# Tâches à réaliser:
[A] D'après l'extrait sur la fiducie, quelle disposition du Code civil fait du patrimoine du constituant le gage commun des créanciers en cas d'insuffisance du patrimoine fiduciaire ?
[B] Reproduisez à l'identique le passage de l'extrait sur la fiducie allant de « Cette solution devient » jusqu'à « et de bénéficiaire. ».

Le patrimoine fiduciaire constitue en principe le gage commun des créanciers fiduciaires. L'affectation patrimoniale est à la fois « exclusivité et exclusion »145(*). Or paradoxalement, le législateur revient sur sa position et méconnaît l'originalité du patrimoine d'affectation. L'article 2025 alinéa 2 du Code civil dispose en effet que « en cas d'insuffisance du patrimoine fiduciaire, le patrimoine du constituant constitue le gage commun de ces créanciers, sauf stipulation contraire du contrat de fiducie mettant tout ou partie du passif à la charge du fiduciaire ». Il convient alors de se demander qui est le véritable débiteur de l'opération fiduciaire. A priori, les créanciers fiduciaires n'ont pour assiette que le patrimoine fiduciaire qui demeure séparé du patrimoine propre du fiduciaire pendant la durée du contrat. L'étanchéité patrimoniale doit éviter tout risque de concurrence entre les créanciers.

Cet article est à l'origine d'une extension du gage des créanciers fiduciaires. Si le patrimoine ad hoc ne contient que des dettes, il est certain que les créanciers fiduciaires ne seront pas désintéressés. Le patrimoine du constituant devient alors le gage commun des créanciers fiduciaires pour garantir un paiement à l'échéance. Cette solution se justifie par la limitation des prérogatives du fiduciaire. Ce dernier ne peut en effet disposer librement des actifs fiduciaires si bien que l'on peut douter de sa qualité de propriétaire. Comme le souligne Michel Grimaldi, « au cas de fiducie-gestion, la richesse reste manifestement au constituant ». S'il est en outre bénéficiaire, « les actifs lui sont réservés en capital comme en revenus ». En matière de fiducie-sûreté, le constat est identique. « Le dénouement normal de la fiducie-sûreté est le retour au constituant des biens fiduciaires par suite du paiement de la créance garantie »146(*). Le constituant a en réalité la propriété économique des biens mis en fiducie.

Cette solution devient néanmoins intolérable par l'effet du transfert de propriété. Les biens, droits ou sûretés ont quitté le patrimoine du constituant pour rejoindre celui du fiduciaire. Or les actes conclus par le fiduciaire n'engagent que lui, il agit en son nom propre mais dans l'intérêt d'un tiers. La distinction entre la fiducie et le mandat est fort délicate, mais nous pourrions envisager le mécanisme fiduciaire comme un mandat sans représentation147(*). Le fiduciaire agit en son nom propre mais dans l'intérêt d'autrui148(*), en l'occurrence le constituant ou un tiers bénéficiaire. La seule exception à cette qualification réside dans la réunion sur la même tête des qualités de fiduciaire et de bénéficiaire.

# Matériel fourni:

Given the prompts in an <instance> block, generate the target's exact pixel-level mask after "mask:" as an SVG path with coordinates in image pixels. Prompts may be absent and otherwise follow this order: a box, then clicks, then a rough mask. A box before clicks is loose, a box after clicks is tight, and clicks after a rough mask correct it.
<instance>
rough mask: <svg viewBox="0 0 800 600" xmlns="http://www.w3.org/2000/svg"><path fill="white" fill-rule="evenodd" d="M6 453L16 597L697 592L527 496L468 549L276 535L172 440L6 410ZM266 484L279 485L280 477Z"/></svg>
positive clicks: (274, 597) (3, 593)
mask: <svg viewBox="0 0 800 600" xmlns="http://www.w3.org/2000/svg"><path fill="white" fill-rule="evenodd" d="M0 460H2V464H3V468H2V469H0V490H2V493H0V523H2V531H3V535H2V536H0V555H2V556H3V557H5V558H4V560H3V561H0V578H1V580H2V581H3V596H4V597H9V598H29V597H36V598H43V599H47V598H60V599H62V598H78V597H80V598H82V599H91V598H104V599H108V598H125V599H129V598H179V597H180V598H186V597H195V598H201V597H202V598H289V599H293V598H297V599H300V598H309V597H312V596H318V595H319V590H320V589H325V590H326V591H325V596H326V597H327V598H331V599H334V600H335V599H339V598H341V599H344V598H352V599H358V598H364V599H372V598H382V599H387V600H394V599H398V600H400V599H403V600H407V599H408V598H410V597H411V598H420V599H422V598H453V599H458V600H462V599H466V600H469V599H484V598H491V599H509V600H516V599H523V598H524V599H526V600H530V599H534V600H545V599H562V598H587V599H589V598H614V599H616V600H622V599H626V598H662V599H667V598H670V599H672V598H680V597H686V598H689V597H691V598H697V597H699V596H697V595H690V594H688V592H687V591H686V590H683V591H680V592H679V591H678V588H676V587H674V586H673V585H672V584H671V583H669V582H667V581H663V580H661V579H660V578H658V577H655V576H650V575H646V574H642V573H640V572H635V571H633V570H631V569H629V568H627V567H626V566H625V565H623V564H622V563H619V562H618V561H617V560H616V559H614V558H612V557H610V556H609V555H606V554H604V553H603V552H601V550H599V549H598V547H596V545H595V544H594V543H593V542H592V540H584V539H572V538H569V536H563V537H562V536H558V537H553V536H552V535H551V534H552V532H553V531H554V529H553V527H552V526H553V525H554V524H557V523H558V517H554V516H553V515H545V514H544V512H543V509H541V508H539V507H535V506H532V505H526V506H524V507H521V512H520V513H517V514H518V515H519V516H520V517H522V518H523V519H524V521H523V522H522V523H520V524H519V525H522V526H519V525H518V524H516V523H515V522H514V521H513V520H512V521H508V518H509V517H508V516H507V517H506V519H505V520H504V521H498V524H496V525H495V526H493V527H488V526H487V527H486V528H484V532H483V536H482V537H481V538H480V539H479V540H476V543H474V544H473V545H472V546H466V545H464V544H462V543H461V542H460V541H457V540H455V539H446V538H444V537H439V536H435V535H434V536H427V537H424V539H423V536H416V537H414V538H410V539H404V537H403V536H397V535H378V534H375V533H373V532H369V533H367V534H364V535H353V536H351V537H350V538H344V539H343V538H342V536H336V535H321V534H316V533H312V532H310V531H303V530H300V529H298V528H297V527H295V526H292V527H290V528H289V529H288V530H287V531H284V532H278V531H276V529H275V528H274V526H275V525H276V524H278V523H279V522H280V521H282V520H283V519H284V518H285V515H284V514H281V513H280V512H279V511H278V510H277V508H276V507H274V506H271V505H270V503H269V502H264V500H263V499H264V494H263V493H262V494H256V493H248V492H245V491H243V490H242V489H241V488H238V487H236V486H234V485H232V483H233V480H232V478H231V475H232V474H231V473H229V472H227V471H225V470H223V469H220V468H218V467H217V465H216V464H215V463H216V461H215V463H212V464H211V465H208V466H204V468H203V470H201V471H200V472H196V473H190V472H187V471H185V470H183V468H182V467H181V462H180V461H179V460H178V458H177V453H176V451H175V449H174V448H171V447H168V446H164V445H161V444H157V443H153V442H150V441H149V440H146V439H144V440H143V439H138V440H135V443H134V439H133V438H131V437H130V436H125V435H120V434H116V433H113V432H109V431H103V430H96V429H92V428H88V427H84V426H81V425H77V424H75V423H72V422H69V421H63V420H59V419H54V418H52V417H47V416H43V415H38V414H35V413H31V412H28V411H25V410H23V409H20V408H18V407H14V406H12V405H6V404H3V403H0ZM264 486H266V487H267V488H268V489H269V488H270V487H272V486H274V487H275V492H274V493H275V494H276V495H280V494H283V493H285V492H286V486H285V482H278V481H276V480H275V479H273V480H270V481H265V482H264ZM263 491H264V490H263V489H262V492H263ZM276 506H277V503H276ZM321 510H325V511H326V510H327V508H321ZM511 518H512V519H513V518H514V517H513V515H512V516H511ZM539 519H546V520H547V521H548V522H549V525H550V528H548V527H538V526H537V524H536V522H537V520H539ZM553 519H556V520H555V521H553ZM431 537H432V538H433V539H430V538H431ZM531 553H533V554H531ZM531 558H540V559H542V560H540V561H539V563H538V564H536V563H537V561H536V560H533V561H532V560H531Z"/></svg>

# Résultats par tâche:
[A] L'article 2025 alinéa 2 du Code civil.

[B]
Cette solution devient néanmoins intolérable par l'effet du transfert de propriété. Les biens, droits ou sûretés ont quitté le patrimoine du constituant pour rejoindre celui du fiduciaire. Or les actes conclus par le fiduciaire n'engagent que lui, il agit en son nom propre mais dans l'intérêt d'un tiers. La distinction entre la fiducie et le mandat est fort délicate, mais nous pourrions envisager le mécanisme fiduciaire comme un mandat sans représentation147(*). Le fiduciaire agit en son nom propre mais dans l'intérêt d'autrui148(*), en l'occurrence le constituant ou un tiers bénéficiaire. La seule exception à cette qualification réside dans la réunion sur la même tête des qualités de fiduciaire et de bénéficiaire.